§ **PASSAGE PROVIDED**
::::::::

The examples of the Data Pump export and import commands in the previous topic do not include the LineItems table. The reason is that this table in the non-sharded database does not contain the sharding key column (CustNo). However, this column is required in the sharded version of the table.

Because of the schema mismatch between the non-sharded and sharded versions of the table, data migration for LineItems must be handled differently, as shown in the following steps.

  1. On the source, non-sharded, database, create a temporary view with the missing column and SQL expression to generate value for this column.
    CREATE OR REPLACE VIEW Lineitems_View AS
      SELECT l.*,
            (SELECT o.CustNo From Orders o WHERE l.PoNo=o.PoNo) CustNo
    FROM LineItems l;
    

    This creates a view LineItems_View with the column CustNo populated based on the foreign key relationship with the Orders table.

  2. Export the new view with VIEWS_AS_TABLES option of the data pump export utility.
    expdp uname/pwd@non_sharded_db directory=expdir DUMPFILE=original_tables_vat.dmp LOGFILE=original_tables_vat.log FLASHBACK_TIME=SYSTIMESTAMP CONTENT=DATA_ONLY TABLES=Uname.Customers,Uname.Orders,Uname.StockItems  VIEWS_AS_TABLES=Uname.LineItems_
  3. Import the data to sharded tables by directly running the data pump import on individual shards (shrd1, shrd2,.., shrdN).

::::::::

§ **WHAT NEEDS TO BE DONE**
List the name of every parameter set in the expdp command in the LineItems migration steps, without its value. The material that follows plays no part in this exercise.

§ **SOURCE EXCERPT**
::::::::

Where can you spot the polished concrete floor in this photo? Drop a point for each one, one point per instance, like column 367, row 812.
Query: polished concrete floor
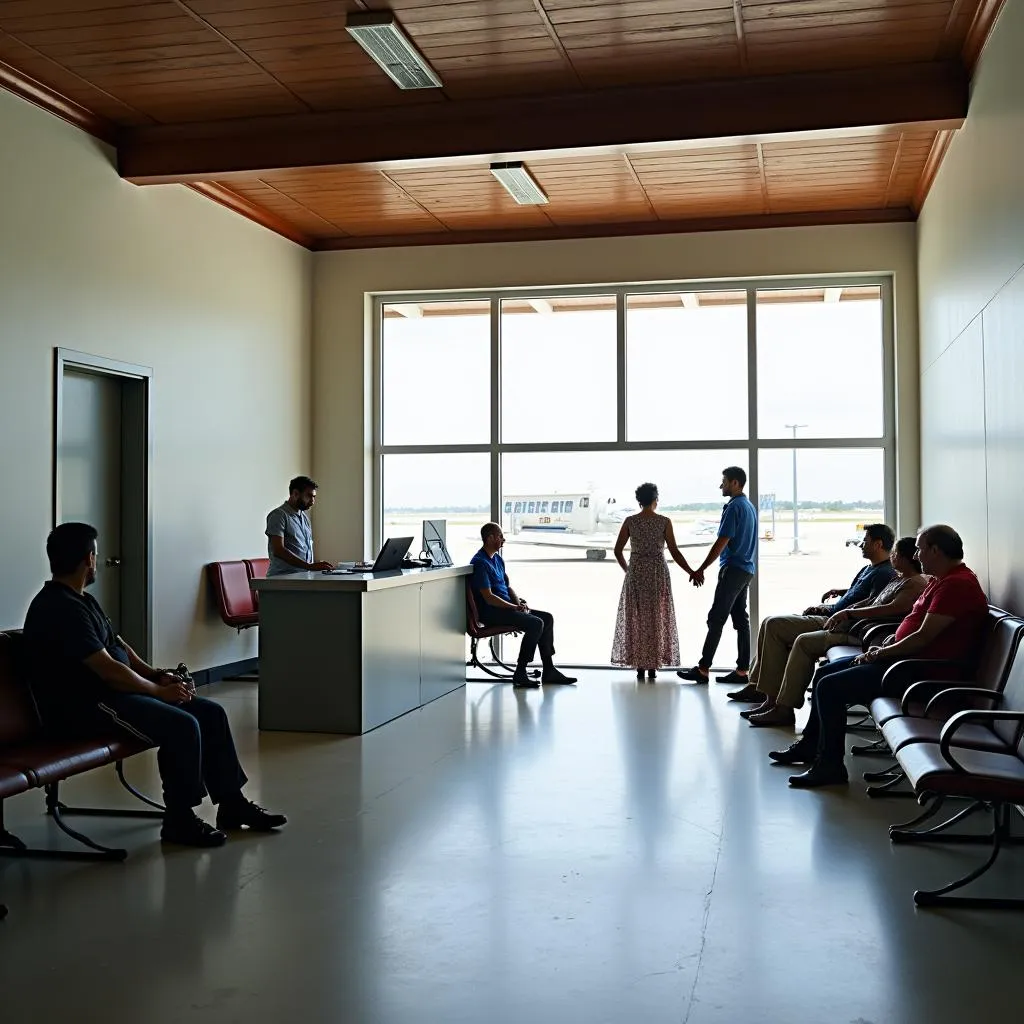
column 606, row 853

::::::::

§ **ANSWER TO THIS EXERCISE**
directory, DUMPFILE, LOGFILE, FLASHBACK_TIME, CONTENT, TABLES, VIEWS_AS_TABLES